* Problem statement: Can you give the whole listing below as a two-column CSV headed input and output, with one row for each line that starts with "Identify" and, beside it, everything under that line up to the next "Identify"? Put each of the two in a single quoted field, with line breaks turned into spaces.

[START Recorded data]

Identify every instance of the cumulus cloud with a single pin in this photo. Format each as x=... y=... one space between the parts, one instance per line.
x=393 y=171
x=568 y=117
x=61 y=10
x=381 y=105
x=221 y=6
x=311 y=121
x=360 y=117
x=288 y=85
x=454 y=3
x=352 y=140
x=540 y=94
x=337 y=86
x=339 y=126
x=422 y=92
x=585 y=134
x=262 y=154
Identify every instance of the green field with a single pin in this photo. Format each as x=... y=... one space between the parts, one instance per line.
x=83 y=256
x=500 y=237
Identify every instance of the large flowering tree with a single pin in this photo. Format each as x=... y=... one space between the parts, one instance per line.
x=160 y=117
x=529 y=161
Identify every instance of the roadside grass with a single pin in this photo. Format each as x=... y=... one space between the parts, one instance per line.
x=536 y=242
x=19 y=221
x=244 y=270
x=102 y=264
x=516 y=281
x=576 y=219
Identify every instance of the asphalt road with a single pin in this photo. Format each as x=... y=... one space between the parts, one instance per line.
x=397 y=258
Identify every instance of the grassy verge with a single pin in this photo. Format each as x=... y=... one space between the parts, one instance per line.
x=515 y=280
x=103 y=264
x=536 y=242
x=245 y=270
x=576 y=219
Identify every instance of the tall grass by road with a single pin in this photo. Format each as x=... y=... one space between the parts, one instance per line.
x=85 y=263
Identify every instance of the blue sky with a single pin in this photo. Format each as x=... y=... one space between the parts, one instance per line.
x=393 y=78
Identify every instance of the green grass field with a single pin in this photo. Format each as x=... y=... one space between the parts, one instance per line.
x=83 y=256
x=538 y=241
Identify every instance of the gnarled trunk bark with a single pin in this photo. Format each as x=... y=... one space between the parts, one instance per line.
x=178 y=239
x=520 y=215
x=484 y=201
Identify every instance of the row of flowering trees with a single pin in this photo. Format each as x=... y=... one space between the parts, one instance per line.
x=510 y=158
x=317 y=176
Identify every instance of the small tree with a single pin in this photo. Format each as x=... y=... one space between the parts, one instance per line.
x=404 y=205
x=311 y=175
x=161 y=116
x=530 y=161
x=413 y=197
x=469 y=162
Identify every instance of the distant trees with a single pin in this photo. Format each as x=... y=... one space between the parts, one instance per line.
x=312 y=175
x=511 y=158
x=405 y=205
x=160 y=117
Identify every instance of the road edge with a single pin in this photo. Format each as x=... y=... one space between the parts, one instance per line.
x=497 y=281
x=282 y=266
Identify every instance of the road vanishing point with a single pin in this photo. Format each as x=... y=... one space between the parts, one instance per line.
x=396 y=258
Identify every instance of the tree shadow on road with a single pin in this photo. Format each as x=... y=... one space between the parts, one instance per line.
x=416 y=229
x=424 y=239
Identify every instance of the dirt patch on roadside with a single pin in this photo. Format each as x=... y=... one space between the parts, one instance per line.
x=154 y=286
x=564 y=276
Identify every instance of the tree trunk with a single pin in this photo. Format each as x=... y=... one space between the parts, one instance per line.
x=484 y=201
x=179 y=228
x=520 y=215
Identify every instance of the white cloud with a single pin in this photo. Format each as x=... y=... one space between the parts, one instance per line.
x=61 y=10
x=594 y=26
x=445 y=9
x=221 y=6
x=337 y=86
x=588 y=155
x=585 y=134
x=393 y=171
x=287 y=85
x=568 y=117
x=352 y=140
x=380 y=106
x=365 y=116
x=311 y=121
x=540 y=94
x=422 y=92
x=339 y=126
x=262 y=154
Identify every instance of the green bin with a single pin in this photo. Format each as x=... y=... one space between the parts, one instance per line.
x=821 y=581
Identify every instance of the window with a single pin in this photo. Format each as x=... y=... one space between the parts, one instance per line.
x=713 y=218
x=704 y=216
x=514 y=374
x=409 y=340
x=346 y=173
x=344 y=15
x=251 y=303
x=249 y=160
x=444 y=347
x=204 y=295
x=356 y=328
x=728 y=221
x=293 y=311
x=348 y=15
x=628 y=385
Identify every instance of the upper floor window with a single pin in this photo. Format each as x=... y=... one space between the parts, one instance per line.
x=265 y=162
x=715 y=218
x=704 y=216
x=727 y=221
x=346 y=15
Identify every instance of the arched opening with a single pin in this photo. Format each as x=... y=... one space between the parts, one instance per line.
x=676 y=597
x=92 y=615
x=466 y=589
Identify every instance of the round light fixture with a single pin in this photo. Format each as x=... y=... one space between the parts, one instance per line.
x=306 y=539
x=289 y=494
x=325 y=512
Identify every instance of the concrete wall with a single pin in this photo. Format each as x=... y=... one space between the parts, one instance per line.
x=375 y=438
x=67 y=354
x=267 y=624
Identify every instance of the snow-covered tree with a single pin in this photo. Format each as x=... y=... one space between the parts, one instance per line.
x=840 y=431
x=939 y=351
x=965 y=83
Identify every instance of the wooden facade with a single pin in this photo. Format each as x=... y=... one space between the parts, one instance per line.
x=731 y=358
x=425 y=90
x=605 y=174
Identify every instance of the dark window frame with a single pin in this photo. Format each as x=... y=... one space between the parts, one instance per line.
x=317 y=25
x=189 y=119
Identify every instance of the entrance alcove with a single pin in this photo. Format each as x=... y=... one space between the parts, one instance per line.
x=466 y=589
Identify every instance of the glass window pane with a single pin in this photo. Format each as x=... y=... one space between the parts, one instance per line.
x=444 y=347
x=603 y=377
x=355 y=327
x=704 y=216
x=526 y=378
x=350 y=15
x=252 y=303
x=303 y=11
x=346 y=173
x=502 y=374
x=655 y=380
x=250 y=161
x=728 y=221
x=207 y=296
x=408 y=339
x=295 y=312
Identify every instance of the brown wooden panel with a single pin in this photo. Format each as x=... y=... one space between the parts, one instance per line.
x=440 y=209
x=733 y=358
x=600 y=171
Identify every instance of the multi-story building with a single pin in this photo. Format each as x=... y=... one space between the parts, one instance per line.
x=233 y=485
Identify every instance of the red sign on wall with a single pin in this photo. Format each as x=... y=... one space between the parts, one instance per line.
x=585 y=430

[END Recorded data]

* Task output:
input,output
"Identify every instance of the cumulus cloud with a single pin in this photo. Format each as x=... y=... one space between the parts, one instance per line.","x=393 y=171 x=568 y=117 x=61 y=10 x=381 y=105 x=221 y=6 x=311 y=121 x=360 y=117 x=288 y=85 x=454 y=3 x=352 y=140 x=540 y=94 x=337 y=86 x=339 y=126 x=422 y=92 x=585 y=134 x=262 y=154"
"Identify every instance of the green field with a single pin in this photo. Format each as x=... y=... one space between the parts, one instance per line.","x=83 y=256 x=500 y=237"
"Identify every instance of the large flowering tree with a single pin in this photo. Format each as x=... y=... one space between the parts, one instance per line.","x=160 y=117 x=529 y=161"
"Identify every instance of the roadside grass with a single pin in this photo. Format each as x=... y=... one space between the parts, one instance per line.","x=536 y=242 x=19 y=221 x=244 y=270 x=102 y=264 x=516 y=281 x=576 y=219"
"Identify every instance of the asphalt road with a single pin in this photo. Format each as x=... y=... one space between the parts, one instance per line.","x=397 y=258"
"Identify every instance of the grassy verge with a single pin in this photo. Format each as x=... y=... one space between the parts, one instance per line.","x=515 y=280 x=103 y=264 x=536 y=242 x=245 y=270 x=576 y=219"
"Identify every instance of the tall grass by road with a single pin in this photo. Format each as x=... y=... one space between the parts, one instance per line.","x=85 y=263"
"Identify every instance of the blue sky with a single pin in this photo. Format each as x=... y=... one space between the parts, one instance per line.","x=393 y=78"
"Identify every instance of the green grass field with a single pin in this photo. Format each as x=... y=... one space between the parts, one instance per line.","x=83 y=256 x=538 y=241"
"Identify every instance of the gnarled trunk bark with a single pin in this photo. Format each as x=... y=... one space between the parts, one instance per line.","x=178 y=239 x=520 y=215 x=484 y=201"
"Identify every instance of the row of flowering trees with a single pin in this photo. Format each as x=... y=... one space between the parts, one instance per line.","x=510 y=158 x=317 y=176"
"Identify every instance of the small tree with a single pin in this photo. Format each as x=... y=... one space between the parts, one instance per line.","x=404 y=205 x=311 y=175 x=161 y=116 x=530 y=161 x=413 y=197 x=469 y=162"
"Identify every instance of the distant trees with a single pin in this photo. Format each as x=... y=... one space between the parts, one instance per line.","x=312 y=175 x=511 y=158 x=405 y=205 x=160 y=117"
"Identify every instance of the road edge with a single pin in this photo. Format each as x=... y=... one space between the parts, one instance per line.","x=497 y=281 x=282 y=266"
"Identify every instance of the road vanishing point with a single pin in this photo. Format each as x=... y=... one space between the parts, one instance per line.","x=396 y=258"
"Identify every instance of the tree shadow on road with a single pin in this photo. Format each as x=... y=... one space between the parts, one instance per line.","x=416 y=229 x=424 y=239"
"Identify every instance of the dirt patch on roadside with a single pin in this photo. Format each as x=... y=... one space between the parts, one instance per line.","x=154 y=286 x=564 y=276"
"Identify every instance of the tree trunk with a single pin in this photo. Format each as x=... y=... one space between the parts, one instance per line.","x=484 y=201 x=179 y=228 x=520 y=215"
"Identify every instance of the white cloud with a single pin in this photo. Format each as x=... y=... one space between the parts, one instance per line.","x=61 y=10 x=594 y=26 x=445 y=9 x=221 y=6 x=337 y=86 x=588 y=155 x=585 y=134 x=393 y=171 x=287 y=85 x=568 y=117 x=352 y=140 x=380 y=106 x=365 y=116 x=311 y=121 x=540 y=94 x=422 y=92 x=339 y=126 x=262 y=154"
"Identify every instance of the green bin with a single pin in this photo. Format each as x=... y=... one space between the parts, one instance per line.","x=821 y=581"
"Identify every instance of the window with a single pin in this photo. Format each as x=... y=... one space between the parts, one instance per line.","x=713 y=218 x=704 y=216 x=514 y=374 x=409 y=340 x=346 y=173 x=344 y=15 x=251 y=303 x=249 y=160 x=444 y=347 x=204 y=295 x=356 y=328 x=728 y=221 x=293 y=311 x=348 y=15 x=628 y=385"
"Identify every instance of the upper floor window with a single pin in this photo. Format each as x=... y=... one space between the parts, one instance per line.","x=265 y=162 x=715 y=218 x=704 y=216 x=727 y=221 x=346 y=15"
"Identify every instance of the arched opening with a single pin in this photo. Format each as x=... y=... one space between the parts, one instance per line.","x=676 y=597 x=92 y=615 x=466 y=589"
"Identify every instance of the round light fixture with a single pin in this photo. Format each as x=... y=... one space between the parts, one instance per line.","x=306 y=539 x=289 y=494 x=325 y=512"
"Identify every instance of the concrete wall with a single pin in this photo. Format each as x=... y=... one space between the parts, one instance per line.","x=375 y=438 x=67 y=354 x=267 y=624"
"Identify every instance of the snow-covered tree with a single pin in this photo. Format each as x=... y=... one space between the parts, one instance per line.","x=840 y=431 x=939 y=351 x=965 y=83"
"Identify every instance of the wooden facade with a single pin in this photo. Format each as x=... y=... one space between the parts, one instance per line.","x=731 y=358 x=425 y=90 x=605 y=174"
"Identify every instance of the dark window frame with a single pin in this photo. Format each as x=... y=... one space between the parts, one instance per line.","x=317 y=25 x=189 y=119"
"Identify every instance of the entrance alcove with a single pin in this photo. Format each as x=... y=... one space between the parts, one instance per line.","x=466 y=589"
"Identify every instance of the glass window pane with a single pin in this photo. Format each as x=... y=... one space between the parts, one instance per line.","x=444 y=347 x=603 y=377 x=355 y=327 x=704 y=216 x=526 y=378 x=350 y=15 x=252 y=303 x=303 y=11 x=346 y=173 x=502 y=374 x=655 y=380 x=250 y=161 x=728 y=221 x=207 y=296 x=408 y=339 x=295 y=312"
"Identify every instance of the brown wooden panel with a single pin in this photo. Format each as x=... y=... one space between the parts, one instance per line.","x=440 y=209 x=733 y=358 x=600 y=171"
"Identify every instance of the multi-story building with a single pin in this photo. Format each as x=... y=... one space between the parts, one instance per line.","x=233 y=485"
"Identify every instance of the red sign on wall with a single pin in this photo. Format each as x=... y=... one space between the parts, one instance per line.","x=585 y=430"